> **REQUEST 1**
Answer these questions about the canning tips:
(a) What material does the text say works well for a date sticker on a jar lid?
(b) For how long should the sugar sit with the fruit before cooking?
(c) Besides the Wordless Wednesday series, what does the writer use to keep notes?

> **GIVEN PASSAGE**
========
Basic (Or Maybe Not) Canning Tips

Things that I have picked up in the last year or so:

-Hold onto your old lids, but mark them as old. You can use them for dry storage or if you loose a lid.

-Put a sticker with the date that you opened a jar on the lid. That way you know how old the jar is when it gets lost the back of your fridge. Masking tape works well (and then when you wash it you know not to put it in with your fresh lids).

-Your tongs are much more important than your jar lifter, but both will make your life that much easier.

-If you don’t want a canner because of space issues or want a multiuse  pot, look for the largest stockpot you can find.

-Keep really good notes with what you’re doing. Part of my current Wordless Wednesday series is to track projects. I also use a Google Doc with what I’ve made, what changes I made, how many jars, the source of the recipe, and if I gave away any jars.

-Make little stickers (or have them made) asking for your jars back (put them on the lid). Most people are happy to give you your jars back when they’re done, it keeps the glass out of the landfill, and it keeps your canning costs down. See this post at Food in Jars on the etiquette of canning jars.

-Macerate your fruit before you jam it. Put half (or all, for a small batch) of the sugar a bowl with the fruit for several hours before cooking. It helps pull the juices out. I throw in the peppers when I’m doing a hot batch as well.

-Use your freezer to your advantage. Frozen fruit works well for jams, and saves time.

-If you have something that needs to set for a long period of time, it frees up a lot of my time to let it sit overnight and then cook it in the morning.
========
> **Object point labels**
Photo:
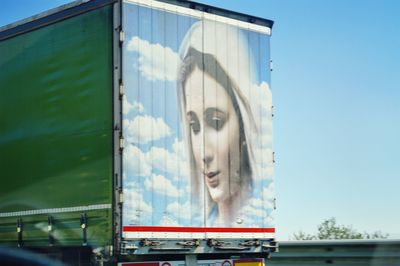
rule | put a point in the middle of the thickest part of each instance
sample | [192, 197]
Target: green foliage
[329, 229]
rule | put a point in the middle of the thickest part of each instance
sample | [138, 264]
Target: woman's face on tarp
[214, 131]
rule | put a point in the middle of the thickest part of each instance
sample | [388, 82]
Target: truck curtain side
[140, 128]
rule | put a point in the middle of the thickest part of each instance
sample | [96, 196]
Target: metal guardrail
[337, 252]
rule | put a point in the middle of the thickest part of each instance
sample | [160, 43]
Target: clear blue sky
[337, 115]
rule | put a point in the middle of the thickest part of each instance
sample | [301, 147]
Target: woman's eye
[194, 123]
[216, 122]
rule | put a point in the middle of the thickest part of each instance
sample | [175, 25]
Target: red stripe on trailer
[250, 262]
[196, 229]
[140, 264]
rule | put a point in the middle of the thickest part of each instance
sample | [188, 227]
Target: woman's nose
[207, 158]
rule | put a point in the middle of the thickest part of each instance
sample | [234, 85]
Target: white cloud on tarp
[180, 210]
[161, 185]
[135, 161]
[156, 62]
[128, 106]
[144, 128]
[135, 206]
[167, 161]
[269, 192]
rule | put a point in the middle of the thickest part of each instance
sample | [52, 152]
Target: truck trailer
[138, 130]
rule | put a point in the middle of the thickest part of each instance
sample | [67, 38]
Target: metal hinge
[121, 196]
[121, 90]
[121, 36]
[121, 143]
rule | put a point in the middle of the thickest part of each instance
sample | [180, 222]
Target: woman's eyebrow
[213, 111]
[191, 114]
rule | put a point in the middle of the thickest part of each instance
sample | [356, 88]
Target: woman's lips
[212, 178]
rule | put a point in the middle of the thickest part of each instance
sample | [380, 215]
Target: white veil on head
[230, 48]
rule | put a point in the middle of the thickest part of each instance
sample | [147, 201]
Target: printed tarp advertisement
[197, 124]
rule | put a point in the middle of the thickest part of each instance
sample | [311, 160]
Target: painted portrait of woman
========
> **REQUEST 2**
Collect every line of the records that contains the string "trailer", matching case exactly.

> **EXPECTED ANSWER 1**
(a) Masking tape
(b) Several hours
(c) A Google Doc

> **EXPECTED ANSWER 2**
Target: red stripe on trailer
Target: truck trailer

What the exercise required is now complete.